• _ЗАДАНИЕ_
Перепишите без изменений отрывок из текста о шахтерах. Начните с места, где стоят слова «Когда Галлегильос умолк, Луис», и остановитесь после слов «друг другу руки.».

• _ИСХОДНЫЙ ТЕКСТ_
# # # # # # #
Громкие хлопки внутри горы завершились протяжным грохотом, донесшимся снизу, где, очевидно, и произошел очередной обвал. Немного погодя шахтеры спустились в нижние горизонты и обнаружили, что несколько коридоров обрушились, включая галерею на отметке 44, где одно время молился Марио Сепульведа.

В понедельник, 11 октября, спасатели на поверхности тестировали капсулу «Феникс», опуская ее на глубину 600 метров. А внутри горы шахтеры начали генеральную уборку Убежища, подобно путешественникам, приводящим в порядок свой дом перед долгой дорогой. Луис Урсуа собрал всех на совещание, последнее в истории их заточения. Он сказал о том, что они не должны забывать, как помогали друг другу после обрушения и во время голода, и как вместе старались выжить на протяжении шестидесяти девяти дней. Кое-кто из горняков выступил с ответным словом, покаявшись в прежних грехах и поклявшись в вечной дружбе. Виктор Замора обратился со словами благодарности к Марио Сепульведе, который вдохновлял людей в Убежище, когда они уже готовы были окончательно пасть духом. Хорхе Галлегильос, старый шахтер-северянин, долгое время мучившийся с больными ногами, от всей души поблагодарил Рауля Бустоса, механика и уроженца юга:

– Он всегда был настоящим джентльменом, и я очень ценю это. Да, временами он брюзжал, но при этом всегда помогал мне.

Когда Галлегильос умолк, Луис Урсуа посмотрел на него долгим взглядом, после чего перевел его на Йонни Барриоса и сказал:

– Среди нас есть два человека, которые много времени провели вместе, помогая друг другу, и которые всегда оставались друзьями. Но недавно у них случилась драка. Думаю, сейчас они должны выйти вперед и пожать друг другу руки.
# # # # # # #
• _ПРЕДОСТАВЛЕННЫЕ ДАННЫЕ_
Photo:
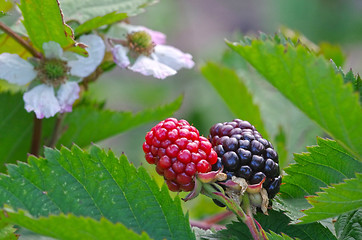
# # # # # # #
• _ПИСЬМЕННЫЙ ОТВЕТ_
Когда Галлегильос умолк, Луис Урсуа посмотрел на него долгим взглядом, после чего перевел его на Йонни Барриоса и сказал:

– Среди нас есть два человека, которые много времени провели вместе, помогая друг другу, и которые всегда оставались друзьями. Но недавно у них случилась драка. Думаю, сейчас они должны выйти вперед и пожать друг другу руки.